### Work required:
Start to finish, reproduce the records below with nothing missing.

Referring expression pointing data
▶

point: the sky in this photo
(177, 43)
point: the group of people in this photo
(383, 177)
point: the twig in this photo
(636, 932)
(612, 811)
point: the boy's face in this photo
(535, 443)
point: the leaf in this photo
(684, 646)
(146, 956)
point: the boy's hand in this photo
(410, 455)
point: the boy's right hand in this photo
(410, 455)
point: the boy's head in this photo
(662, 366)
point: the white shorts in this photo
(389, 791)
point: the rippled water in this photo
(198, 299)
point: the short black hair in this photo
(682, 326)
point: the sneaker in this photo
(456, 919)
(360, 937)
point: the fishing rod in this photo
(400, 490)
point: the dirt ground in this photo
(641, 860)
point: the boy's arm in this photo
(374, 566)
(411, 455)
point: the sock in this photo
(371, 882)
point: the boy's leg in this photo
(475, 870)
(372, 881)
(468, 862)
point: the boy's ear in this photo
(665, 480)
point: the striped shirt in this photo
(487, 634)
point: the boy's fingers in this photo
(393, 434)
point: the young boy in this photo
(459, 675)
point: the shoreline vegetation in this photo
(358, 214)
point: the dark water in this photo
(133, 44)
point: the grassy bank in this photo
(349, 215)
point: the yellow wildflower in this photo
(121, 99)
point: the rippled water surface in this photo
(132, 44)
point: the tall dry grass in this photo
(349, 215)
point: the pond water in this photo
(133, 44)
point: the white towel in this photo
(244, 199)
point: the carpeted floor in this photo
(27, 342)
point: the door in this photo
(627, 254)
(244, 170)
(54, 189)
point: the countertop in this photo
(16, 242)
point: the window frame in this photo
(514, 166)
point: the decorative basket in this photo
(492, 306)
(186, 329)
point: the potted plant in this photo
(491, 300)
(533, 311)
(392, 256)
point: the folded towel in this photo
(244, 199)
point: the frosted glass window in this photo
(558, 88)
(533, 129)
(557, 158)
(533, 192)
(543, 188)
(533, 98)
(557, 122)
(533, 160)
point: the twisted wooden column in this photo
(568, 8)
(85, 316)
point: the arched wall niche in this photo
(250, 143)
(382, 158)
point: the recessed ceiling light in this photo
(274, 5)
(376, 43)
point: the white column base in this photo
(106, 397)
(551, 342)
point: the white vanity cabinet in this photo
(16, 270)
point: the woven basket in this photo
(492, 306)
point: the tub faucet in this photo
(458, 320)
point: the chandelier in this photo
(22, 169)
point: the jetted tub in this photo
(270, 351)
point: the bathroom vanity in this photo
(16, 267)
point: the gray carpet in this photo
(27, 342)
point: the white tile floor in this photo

◀

### Answer box:
point: the sky in this photo
(177, 43)
point: the group of people in this photo
(383, 177)
point: the twig in this photo
(636, 932)
(612, 811)
point: the boy's face in this photo
(535, 443)
point: the leaf in this photo
(684, 646)
(146, 956)
point: the boy's hand in this photo
(410, 455)
point: the boy's right hand in this photo
(410, 455)
point: the boy's head in this photo
(662, 366)
point: the white shorts in this photo
(389, 791)
point: the rippled water in this photo
(198, 299)
point: the short black hair in this photo
(682, 326)
point: the sneaker in this photo
(456, 919)
(360, 937)
point: the fishing rod in this photo
(400, 490)
point: the dirt ground in this photo
(641, 860)
point: the boy's arm in this photo
(374, 566)
(411, 455)
point: the sock in this photo
(371, 882)
point: the boy's leg in this photo
(475, 870)
(372, 881)
(468, 862)
point: the boy's ear in this photo
(665, 480)
point: the striped shirt in this photo
(487, 634)
point: the boy's fingers in this photo
(393, 434)
point: the young boy in this photo
(459, 675)
point: the shoreline vegetation in this photo
(358, 214)
point: the dark water in this photo
(133, 44)
point: the grassy bank in this photo
(349, 215)
point: the yellow wildflower in this photo
(121, 99)
point: the rippled water surface in this photo
(132, 44)
point: the tall dry grass in this photo
(349, 215)
point: the pond water in this photo
(133, 44)
point: the white towel in this photo
(244, 199)
point: the carpeted floor in this photo
(27, 342)
point: the door in this photo
(627, 254)
(244, 170)
(54, 189)
point: the countertop in this photo
(16, 242)
point: the window frame in this photo
(514, 166)
point: the decorative basket in this photo
(492, 306)
(186, 329)
point: the potted plant in this photo
(491, 300)
(533, 311)
(392, 256)
point: the folded towel in this photo
(244, 199)
point: the frosted glass window in this photo
(558, 88)
(533, 129)
(557, 158)
(533, 192)
(543, 188)
(533, 98)
(557, 122)
(533, 160)
point: the twisted wooden column in this photo
(568, 8)
(85, 316)
point: the arched wall niche in this photo
(250, 143)
(382, 158)
point: the recessed ceiling light in this photo
(274, 5)
(376, 43)
point: the white column base in this photo
(106, 397)
(551, 342)
point: the white vanity cabinet in this photo
(16, 270)
point: the woven basket in this photo
(492, 306)
point: the tub faucet in this photo
(458, 320)
point: the chandelier in this photo
(22, 169)
point: the jetted tub in this photo
(270, 351)
point: the bathroom vanity in this photo
(16, 267)
point: the gray carpet in this photo
(27, 342)
point: the white tile floor in this photo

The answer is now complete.